> _Text passage_:
══════
It wasn’t living, what we were doing. It was surviving if you could even call it that.
Maybe it would better be described as killing ourselves. Killing our marriage. Killing our relationships with our kids.
And it was no one’s fault but our own because no one can hear your voice but you.
It’s not supposed to be this way. We were the ones sitting in seats that we didn’t belong in and it was helping no one. God didn’t create us to work and barely survive and live unfulfilled lives, and that’s what happens when you’re sitting in a seat designed for someone else. It’s a lie that “this is just the way it is,” and there are so many people around us buying into that lie.
That feeling, that discontentment, the discord. That’s you ignoring your God-given purpose whether it be because you’re scared, or you’re living someone else’s dream, or you’re embarrassed, or you’re a people pleaser like I was.
I wanted my family to be proud of me. The only way I knew how to do that at the time was to go to college and get a degree. If my family was pleased with me, I would be pleased with myself.
And becoming successful or going to college isn’t the problem. Ignoring the voice within you in order to please those around you is the problem.
It’s not supposed to be this way.
It’s not.
And now we know, and now we are changing it. And we are determined to spread that message.
It’s not supposed to be this way.
This way: The uneasy feeling, the discord between your head and your heart, the lack of fulfillment. It’s not supposed to be this way, and you can change it. And you’re doing everyone around you a disservice if you don’t because no one is asking you to live half of your potential. If they are, they are poison.
If you feel this way, it’s because you are sitting in a seat that doesn’t belong to you. Not only does that create discontentment for you, but it takes away from the person who was actually designed for that seat.
Some people are created to be entrepreneurs, some are not.
Some are made to be teachers, some are not.
Some are designed to be missionaries, some are not.
Stop sitting in the wrong seat.
You don’t have to suffer through your job for the next 40+ years. You don’t have to go to college. You don’t have to not go to college. You don’t have to do any of it if it doesn’t make you feel at peace.
I said at peace.
I didn’t say happy.
I didn’t say rich.
I didn’t say successful.
I said at peace.
I am learning that true peace comes when we pursue what that small voice is pushing us toward. That small voice is our purpose. That small voice is God.
══════
Please carry on the passage about being in the wrong seat and following God's purpose, starting right after its final sentence. The entries that follow have no connection to the text.
══════
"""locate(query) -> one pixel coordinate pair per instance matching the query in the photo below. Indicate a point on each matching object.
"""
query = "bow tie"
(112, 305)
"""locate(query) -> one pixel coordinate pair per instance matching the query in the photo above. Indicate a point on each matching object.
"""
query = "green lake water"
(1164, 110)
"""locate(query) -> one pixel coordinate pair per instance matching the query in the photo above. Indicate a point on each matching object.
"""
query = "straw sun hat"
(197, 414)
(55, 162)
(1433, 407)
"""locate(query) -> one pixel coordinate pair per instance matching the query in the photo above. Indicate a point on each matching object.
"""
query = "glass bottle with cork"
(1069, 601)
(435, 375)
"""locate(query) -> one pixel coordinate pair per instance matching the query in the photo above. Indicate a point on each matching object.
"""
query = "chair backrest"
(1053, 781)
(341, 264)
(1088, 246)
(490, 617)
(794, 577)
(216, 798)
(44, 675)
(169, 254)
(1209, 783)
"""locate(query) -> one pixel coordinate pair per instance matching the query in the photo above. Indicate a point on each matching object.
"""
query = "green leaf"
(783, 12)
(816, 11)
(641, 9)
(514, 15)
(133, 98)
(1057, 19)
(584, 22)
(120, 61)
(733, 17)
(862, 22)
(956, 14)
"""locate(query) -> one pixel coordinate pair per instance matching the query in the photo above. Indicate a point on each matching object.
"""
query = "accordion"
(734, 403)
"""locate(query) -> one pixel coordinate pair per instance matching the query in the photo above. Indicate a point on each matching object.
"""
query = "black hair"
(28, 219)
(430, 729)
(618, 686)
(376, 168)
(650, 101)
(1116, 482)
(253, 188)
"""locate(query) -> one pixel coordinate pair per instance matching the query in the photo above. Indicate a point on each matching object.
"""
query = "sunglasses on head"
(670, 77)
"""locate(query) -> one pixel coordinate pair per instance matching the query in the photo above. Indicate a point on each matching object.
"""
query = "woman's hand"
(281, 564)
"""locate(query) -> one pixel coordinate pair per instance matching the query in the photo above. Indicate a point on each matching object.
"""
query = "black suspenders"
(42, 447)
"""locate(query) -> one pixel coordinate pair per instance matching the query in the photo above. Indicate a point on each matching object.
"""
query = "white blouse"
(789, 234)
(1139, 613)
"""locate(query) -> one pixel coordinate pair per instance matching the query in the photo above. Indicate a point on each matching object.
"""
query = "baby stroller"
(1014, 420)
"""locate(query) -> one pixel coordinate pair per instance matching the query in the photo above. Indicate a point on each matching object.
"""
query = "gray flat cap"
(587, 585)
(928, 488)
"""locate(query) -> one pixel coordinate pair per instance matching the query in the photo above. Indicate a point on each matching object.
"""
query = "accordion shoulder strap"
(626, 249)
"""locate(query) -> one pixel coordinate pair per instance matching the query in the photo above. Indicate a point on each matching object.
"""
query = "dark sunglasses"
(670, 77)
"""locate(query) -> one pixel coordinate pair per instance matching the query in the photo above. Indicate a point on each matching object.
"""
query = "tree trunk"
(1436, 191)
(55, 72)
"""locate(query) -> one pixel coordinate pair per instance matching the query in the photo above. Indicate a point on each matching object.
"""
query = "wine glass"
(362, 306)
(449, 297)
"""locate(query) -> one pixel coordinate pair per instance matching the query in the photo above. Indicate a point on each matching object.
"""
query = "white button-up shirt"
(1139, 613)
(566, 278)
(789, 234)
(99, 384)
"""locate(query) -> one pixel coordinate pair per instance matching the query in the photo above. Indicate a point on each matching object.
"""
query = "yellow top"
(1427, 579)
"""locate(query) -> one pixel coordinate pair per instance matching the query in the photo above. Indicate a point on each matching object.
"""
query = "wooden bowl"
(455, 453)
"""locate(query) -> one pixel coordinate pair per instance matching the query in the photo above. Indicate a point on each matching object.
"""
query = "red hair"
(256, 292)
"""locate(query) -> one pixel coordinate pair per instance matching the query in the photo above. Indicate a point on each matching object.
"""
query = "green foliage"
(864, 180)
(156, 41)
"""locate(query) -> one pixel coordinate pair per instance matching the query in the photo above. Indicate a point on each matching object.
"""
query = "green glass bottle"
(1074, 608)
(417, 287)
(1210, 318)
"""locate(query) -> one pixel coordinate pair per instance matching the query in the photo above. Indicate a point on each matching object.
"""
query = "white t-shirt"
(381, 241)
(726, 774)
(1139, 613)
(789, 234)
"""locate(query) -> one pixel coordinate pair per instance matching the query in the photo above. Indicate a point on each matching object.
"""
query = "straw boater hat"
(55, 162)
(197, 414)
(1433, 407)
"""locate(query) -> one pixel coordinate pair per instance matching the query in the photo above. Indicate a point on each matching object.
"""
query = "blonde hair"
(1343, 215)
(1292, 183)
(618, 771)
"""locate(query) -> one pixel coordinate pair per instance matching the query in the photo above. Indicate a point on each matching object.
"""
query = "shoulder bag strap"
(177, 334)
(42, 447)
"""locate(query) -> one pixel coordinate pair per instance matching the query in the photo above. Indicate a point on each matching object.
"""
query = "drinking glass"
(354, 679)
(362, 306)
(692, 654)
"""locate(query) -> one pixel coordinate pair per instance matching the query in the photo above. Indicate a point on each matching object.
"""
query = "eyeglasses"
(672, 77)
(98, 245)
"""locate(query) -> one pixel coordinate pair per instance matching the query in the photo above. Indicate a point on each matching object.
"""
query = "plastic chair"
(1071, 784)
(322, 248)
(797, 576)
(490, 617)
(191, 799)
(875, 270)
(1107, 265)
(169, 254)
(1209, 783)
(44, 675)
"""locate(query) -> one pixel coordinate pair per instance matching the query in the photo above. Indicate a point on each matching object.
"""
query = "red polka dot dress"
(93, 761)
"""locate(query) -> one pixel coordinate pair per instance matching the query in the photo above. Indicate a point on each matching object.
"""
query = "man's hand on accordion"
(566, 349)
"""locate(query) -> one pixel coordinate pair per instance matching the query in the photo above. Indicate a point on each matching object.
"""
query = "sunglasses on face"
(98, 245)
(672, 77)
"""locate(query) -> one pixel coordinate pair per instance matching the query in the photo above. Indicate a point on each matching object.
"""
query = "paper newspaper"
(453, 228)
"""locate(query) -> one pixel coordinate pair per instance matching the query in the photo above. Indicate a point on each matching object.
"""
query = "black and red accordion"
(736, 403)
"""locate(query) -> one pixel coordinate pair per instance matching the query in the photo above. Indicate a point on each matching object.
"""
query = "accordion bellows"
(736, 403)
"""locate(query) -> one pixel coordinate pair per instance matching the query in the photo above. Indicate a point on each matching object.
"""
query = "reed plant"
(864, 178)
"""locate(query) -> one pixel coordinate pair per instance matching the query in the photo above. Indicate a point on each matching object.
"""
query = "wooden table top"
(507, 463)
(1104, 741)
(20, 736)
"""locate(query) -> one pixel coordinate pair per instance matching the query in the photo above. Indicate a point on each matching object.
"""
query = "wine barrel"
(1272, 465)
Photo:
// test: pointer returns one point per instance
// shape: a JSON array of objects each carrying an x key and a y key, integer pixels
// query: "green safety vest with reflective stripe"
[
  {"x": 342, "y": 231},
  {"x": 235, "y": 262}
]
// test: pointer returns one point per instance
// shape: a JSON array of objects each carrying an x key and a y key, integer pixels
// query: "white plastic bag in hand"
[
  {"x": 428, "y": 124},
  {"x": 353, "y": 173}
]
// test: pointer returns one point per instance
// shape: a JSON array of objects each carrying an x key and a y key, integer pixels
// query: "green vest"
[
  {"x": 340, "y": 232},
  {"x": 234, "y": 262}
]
══════
> _Written answer_:
That doesn’t mean it will be easy. That doesn’t mean it will be comfortable. That doesn’t mean it will always be fun. But the peace that comes with it is worth more than any amount of ease, comfort, or money.
And if your family shames you for it, find a better support system. But my hunch is that when your family sees you truly step into what God is calling you to do; when they see the life in your eyes because you are living on purpose, and when they see you giving 150% instead of your normal 85% because for the first time in years your soul is on fire, they will beam with pride.
We are all walking zombies until we step into what God has designed us to do. And for each of us, it looks different. The only person that can know what your purpose is, is you.
Wake up.
We weren’t sure what our purpose was, but it’s becoming clearer every day:
Silence the noise.
Listen to the voice.
Do what GOD has called you to do.
Not what the people are calling you to do.
Not what the money is calling you to do.
And spend your life encouraging others to do the same.
We will pursue our purpose until the day we die because we know the agonizing feeling of wandering down our own path of our selfish wants and desires for our life. It doesn’t work.
God has given us a mission, and who are we to tell him no?
Do you know your purpose?
Join us if you need encouragement to pursue your purpose.
Join us if you need help discovering your purpose.
Join us.
God has designed you and only you for something very special. He has made a seat that only you can fill. That seat is your purpose.
Are you ready to be in pursuit of a purpose?